───── Source excerpt ─────
Jorge Mújica Murias
México del Norte
Immigrants without papers arrested and in process of deportation but without a criminal record would be able to stay in the country. Those two lines are the whole meaning of a change in direction of Barack Obama’s immigration policy announced this week, ordering the review, on case-by-case bases, of some 300 thousand people without immigration documents currently in the hands of government.
“From the perspective of public safety and law enforcement”, wrote homeland Security’s Janet Napolitano in a letter sent to a Group of Senator who support immigration reform, “homeland Security’s resources should focus on our highest priorities… or we will fail in our mission, will crowd immigration courts and waste resources we should be using on those individuals who are a real problem for public safety”.
Awkward wording, simply meaning ‘we should not be deporting honest workers even if they had a drink too many, and we should really go after drug dealers and rapists’.
Shame there is another document made public not so long ago announcing that Homeland Security’s goal for the year was to deport half-a-million immigrants. We would sure have liked the new letter to clearly say ‘that goal is no longer valid’. Otherwise, the contradiction will be too gross. If the goal is still valid, then detentions will keep happening at their current maddening pace, and then they will take the time to check each case to see if it was worth to detain so many people or not.
In other words, if that is the case, we are tempted to recommend all undocumented immigrants to do their best to get arrested (unless they have ‘real’ criminal records, because the new policy means they could end up getting a work permit, Social Security number and possibly their Green Cards.
To put it simp l e , Obama finally gave us what we have demanded for so long, a sort of amnesty, even if the path takes us first to jail.
───── Record excerpts ─────
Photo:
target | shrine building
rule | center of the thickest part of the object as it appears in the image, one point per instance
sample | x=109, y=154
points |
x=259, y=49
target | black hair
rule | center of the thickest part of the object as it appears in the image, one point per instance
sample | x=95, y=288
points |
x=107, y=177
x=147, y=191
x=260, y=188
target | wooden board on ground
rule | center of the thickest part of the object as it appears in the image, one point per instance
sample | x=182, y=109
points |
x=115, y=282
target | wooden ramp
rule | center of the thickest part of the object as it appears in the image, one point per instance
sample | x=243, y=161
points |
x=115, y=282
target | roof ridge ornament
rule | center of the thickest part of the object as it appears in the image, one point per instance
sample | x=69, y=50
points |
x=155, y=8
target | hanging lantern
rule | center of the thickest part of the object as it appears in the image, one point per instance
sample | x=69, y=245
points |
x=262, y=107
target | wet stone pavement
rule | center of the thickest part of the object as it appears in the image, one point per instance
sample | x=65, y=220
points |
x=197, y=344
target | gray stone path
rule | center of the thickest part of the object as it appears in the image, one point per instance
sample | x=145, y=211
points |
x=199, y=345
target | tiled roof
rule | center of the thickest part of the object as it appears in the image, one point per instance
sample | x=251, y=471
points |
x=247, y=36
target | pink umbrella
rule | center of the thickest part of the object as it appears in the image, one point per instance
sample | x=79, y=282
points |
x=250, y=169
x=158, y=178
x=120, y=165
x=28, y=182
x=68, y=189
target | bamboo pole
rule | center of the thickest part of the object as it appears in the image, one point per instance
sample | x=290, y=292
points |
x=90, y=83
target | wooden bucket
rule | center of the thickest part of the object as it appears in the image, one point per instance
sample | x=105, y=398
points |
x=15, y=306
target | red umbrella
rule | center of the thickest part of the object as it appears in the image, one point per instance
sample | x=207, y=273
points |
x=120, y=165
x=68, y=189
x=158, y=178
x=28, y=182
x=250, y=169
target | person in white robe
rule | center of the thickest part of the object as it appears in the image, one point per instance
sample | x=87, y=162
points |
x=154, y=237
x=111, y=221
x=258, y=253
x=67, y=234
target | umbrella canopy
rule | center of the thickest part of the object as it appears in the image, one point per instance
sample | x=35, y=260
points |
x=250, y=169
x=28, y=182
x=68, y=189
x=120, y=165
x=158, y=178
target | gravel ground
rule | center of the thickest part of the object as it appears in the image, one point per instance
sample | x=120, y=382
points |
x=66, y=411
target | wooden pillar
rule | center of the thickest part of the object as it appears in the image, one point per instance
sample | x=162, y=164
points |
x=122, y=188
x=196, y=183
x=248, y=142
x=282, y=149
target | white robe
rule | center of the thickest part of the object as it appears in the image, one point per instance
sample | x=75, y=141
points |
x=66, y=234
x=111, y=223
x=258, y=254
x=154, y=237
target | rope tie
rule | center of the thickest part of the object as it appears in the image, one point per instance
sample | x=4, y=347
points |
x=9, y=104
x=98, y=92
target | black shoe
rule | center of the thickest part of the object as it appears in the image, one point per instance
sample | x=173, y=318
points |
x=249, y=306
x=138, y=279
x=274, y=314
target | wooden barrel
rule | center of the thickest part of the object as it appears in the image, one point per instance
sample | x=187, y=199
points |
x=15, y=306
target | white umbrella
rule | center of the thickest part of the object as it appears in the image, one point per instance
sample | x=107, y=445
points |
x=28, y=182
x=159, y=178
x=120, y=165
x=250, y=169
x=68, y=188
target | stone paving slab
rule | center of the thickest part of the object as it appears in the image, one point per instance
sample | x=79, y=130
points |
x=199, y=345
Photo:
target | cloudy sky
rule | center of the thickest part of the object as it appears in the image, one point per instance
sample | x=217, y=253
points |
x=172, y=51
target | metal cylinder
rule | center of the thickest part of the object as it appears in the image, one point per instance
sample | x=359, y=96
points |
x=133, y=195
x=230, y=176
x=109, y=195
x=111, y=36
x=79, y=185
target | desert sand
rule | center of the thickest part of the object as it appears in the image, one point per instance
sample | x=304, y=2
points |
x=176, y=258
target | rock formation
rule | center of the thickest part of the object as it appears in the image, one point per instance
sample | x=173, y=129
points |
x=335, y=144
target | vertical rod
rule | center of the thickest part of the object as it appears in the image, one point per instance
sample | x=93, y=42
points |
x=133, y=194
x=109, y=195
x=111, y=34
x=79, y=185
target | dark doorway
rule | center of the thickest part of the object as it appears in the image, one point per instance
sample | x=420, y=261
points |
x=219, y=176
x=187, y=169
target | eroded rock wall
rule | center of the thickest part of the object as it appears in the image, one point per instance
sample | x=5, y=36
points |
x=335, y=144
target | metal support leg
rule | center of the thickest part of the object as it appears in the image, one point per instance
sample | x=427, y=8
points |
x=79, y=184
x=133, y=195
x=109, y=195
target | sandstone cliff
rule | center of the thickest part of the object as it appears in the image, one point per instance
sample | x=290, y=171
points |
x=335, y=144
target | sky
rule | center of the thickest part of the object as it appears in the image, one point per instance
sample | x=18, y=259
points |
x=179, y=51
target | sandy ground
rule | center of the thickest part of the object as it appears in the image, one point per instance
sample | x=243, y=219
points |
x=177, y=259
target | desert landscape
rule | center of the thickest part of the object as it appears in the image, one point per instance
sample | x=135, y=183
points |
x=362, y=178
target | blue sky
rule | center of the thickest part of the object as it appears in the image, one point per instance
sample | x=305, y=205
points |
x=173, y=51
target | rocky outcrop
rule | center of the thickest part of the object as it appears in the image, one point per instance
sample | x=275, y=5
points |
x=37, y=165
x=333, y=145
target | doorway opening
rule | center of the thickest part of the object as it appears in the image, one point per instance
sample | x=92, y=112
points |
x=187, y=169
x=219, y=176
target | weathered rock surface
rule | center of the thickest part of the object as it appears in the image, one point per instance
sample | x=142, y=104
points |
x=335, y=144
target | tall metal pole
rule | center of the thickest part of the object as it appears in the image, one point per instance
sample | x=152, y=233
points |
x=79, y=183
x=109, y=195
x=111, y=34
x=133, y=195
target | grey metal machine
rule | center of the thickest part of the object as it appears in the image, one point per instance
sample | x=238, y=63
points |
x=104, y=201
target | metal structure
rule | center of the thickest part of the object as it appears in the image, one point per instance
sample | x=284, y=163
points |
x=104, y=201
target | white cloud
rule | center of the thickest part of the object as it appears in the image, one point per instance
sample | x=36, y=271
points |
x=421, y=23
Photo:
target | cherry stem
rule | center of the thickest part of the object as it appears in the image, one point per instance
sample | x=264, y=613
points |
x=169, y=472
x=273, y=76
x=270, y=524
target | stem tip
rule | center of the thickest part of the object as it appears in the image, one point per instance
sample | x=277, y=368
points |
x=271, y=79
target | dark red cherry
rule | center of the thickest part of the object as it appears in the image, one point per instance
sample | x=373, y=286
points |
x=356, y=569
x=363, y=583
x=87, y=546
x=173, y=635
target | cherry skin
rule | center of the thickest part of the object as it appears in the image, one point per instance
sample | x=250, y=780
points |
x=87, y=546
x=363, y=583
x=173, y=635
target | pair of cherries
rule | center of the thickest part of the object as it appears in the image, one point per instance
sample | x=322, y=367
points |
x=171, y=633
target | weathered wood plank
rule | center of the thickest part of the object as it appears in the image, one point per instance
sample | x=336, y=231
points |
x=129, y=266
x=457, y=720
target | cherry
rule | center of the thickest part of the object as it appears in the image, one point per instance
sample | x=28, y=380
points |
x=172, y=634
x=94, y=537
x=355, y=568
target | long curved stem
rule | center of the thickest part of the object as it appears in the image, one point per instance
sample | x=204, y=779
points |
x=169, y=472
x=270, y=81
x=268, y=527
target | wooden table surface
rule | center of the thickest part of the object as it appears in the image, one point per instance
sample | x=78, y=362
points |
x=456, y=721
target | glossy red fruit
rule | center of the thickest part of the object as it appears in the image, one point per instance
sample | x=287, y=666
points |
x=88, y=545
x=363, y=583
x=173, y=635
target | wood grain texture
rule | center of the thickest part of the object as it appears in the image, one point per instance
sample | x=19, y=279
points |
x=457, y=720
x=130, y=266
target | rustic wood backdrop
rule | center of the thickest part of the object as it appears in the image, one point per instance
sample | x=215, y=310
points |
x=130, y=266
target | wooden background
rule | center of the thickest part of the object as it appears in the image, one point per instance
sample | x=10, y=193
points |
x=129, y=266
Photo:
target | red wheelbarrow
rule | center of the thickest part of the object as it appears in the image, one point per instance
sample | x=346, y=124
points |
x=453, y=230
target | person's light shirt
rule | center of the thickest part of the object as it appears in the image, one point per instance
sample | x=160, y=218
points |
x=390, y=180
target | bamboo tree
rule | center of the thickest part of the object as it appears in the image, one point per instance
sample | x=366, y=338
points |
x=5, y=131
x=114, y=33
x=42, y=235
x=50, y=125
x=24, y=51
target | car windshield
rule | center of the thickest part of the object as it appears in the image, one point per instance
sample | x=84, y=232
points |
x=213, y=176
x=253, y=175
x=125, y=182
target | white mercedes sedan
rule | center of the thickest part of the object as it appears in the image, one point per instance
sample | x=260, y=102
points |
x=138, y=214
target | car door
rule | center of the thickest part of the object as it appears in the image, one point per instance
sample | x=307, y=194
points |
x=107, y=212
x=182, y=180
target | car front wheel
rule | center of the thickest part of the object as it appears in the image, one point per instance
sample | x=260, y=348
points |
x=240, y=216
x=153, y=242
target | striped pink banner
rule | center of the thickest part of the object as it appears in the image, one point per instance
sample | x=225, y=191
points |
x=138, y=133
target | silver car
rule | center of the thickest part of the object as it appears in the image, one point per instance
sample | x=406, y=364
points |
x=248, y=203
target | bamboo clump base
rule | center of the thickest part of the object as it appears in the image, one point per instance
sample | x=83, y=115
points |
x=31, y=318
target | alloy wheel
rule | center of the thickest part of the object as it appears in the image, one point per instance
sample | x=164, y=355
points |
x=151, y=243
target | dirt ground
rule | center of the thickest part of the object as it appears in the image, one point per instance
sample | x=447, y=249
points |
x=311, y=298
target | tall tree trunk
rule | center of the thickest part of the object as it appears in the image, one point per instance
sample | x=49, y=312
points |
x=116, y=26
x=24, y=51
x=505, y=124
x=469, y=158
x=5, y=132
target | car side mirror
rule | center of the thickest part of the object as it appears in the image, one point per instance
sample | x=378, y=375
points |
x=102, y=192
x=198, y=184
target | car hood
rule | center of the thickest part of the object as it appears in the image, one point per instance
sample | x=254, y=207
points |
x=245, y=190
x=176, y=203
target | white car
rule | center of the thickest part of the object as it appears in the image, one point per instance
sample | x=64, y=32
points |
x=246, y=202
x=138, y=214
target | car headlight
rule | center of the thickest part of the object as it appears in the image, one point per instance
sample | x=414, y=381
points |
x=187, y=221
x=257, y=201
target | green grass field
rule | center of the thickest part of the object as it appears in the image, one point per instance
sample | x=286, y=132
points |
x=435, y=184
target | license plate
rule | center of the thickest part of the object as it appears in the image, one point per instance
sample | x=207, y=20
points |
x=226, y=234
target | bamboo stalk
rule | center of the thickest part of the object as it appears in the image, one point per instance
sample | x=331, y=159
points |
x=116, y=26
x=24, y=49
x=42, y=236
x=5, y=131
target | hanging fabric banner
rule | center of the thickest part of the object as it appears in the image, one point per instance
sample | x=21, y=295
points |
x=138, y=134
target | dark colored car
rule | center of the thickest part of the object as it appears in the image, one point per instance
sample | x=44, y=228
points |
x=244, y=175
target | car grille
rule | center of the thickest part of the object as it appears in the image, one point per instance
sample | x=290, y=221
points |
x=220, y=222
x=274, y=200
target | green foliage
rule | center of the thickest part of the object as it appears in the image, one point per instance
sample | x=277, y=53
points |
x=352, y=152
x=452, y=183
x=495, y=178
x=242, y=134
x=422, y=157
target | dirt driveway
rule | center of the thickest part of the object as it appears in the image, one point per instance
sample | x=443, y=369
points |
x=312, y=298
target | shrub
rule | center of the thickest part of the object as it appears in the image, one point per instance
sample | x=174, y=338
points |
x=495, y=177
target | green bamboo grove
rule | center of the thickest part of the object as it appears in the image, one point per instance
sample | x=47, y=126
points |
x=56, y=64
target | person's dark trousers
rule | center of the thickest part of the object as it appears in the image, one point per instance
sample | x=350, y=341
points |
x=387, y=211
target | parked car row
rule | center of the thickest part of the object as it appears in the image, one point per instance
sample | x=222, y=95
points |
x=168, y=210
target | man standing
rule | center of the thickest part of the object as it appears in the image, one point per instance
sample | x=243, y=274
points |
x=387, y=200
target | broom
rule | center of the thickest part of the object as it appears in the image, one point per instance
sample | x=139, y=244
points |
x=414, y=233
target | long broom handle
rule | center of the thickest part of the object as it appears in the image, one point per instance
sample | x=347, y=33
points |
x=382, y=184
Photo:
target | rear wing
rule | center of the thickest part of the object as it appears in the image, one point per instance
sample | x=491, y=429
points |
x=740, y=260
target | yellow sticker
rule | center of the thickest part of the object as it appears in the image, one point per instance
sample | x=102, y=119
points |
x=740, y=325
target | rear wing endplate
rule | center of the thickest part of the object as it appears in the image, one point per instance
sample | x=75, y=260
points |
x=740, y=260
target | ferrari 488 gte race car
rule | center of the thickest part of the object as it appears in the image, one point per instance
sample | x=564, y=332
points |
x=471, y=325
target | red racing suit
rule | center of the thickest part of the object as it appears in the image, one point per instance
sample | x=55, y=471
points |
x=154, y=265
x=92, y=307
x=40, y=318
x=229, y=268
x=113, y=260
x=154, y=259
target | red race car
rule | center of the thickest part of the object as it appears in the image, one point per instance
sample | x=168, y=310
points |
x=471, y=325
─────
To-do list:
- a) According to the column on immigration policy, how many people without immigration documents are to be reviewed case by case?
- b) Copy the passage of the column on immigration policy, starting with "In other words, if" and going on through "first to jail.".
- c) Proceed with the column on immigration policy, picking up after its last sentence.
The listing after the column on immigration policy comes from a different source.

Results for the exercise:
- a) Some 300 thousand people currently in the hands of government.

- b)
In other words, if that is the case, we are tempted to recommend all undocumented immigrants to do their best to get arrested (unless they have ‘real’ criminal records, because the new policy means they could end up getting a work permit, Social Security number and possibly their Green Cards.
To put it simp l e , Obama finally gave us what we have demanded for so long, a sort of amnesty, even if the path takes us first to jail.

- c)
But, as all immigration activists told me when I asked them their opinion when the announcement was made, we are like Saint Thomas, who wisely said: “Seeing is Believing”. I strongly agree. Only one organization publicly declared that “Obama Listened To Us”, when the announcement came, but what I think Obama heard was the very wide and transparent threat that “Without Legalization There Will Not Be Reelection”.
Because Obama is a politician in the middle of a campaign, and politicians in campaign measure the effects their actions will have in the next election, and Barack knows that no immigrant will give him a vote in 2012 if he keeps deporting housekeepers, nannies, aunts, uncles and cousins and workers who have been here for 20 years working from sunup to sundown, paying taxes they can claim back.
The bad part of anycampaigning politician is that they promise everything just for the sake of getting votes, and then they don’t deliver. I guess no one has forgotten Obama promised “immigration reform in my first 90 days in office”, and he’s been there for about a thousand days and we did not see it. What we saw were one million people deported.
If the guy in the White House is really serious, then he would have to complement his “new immigration policy” with some actions: he has to get rid of E-Verify; he has to cancel Secure Communities; he should eliminate the 287-G Polimigra agreements, and he should stop repeating “the law is the law and we have to enforce it”.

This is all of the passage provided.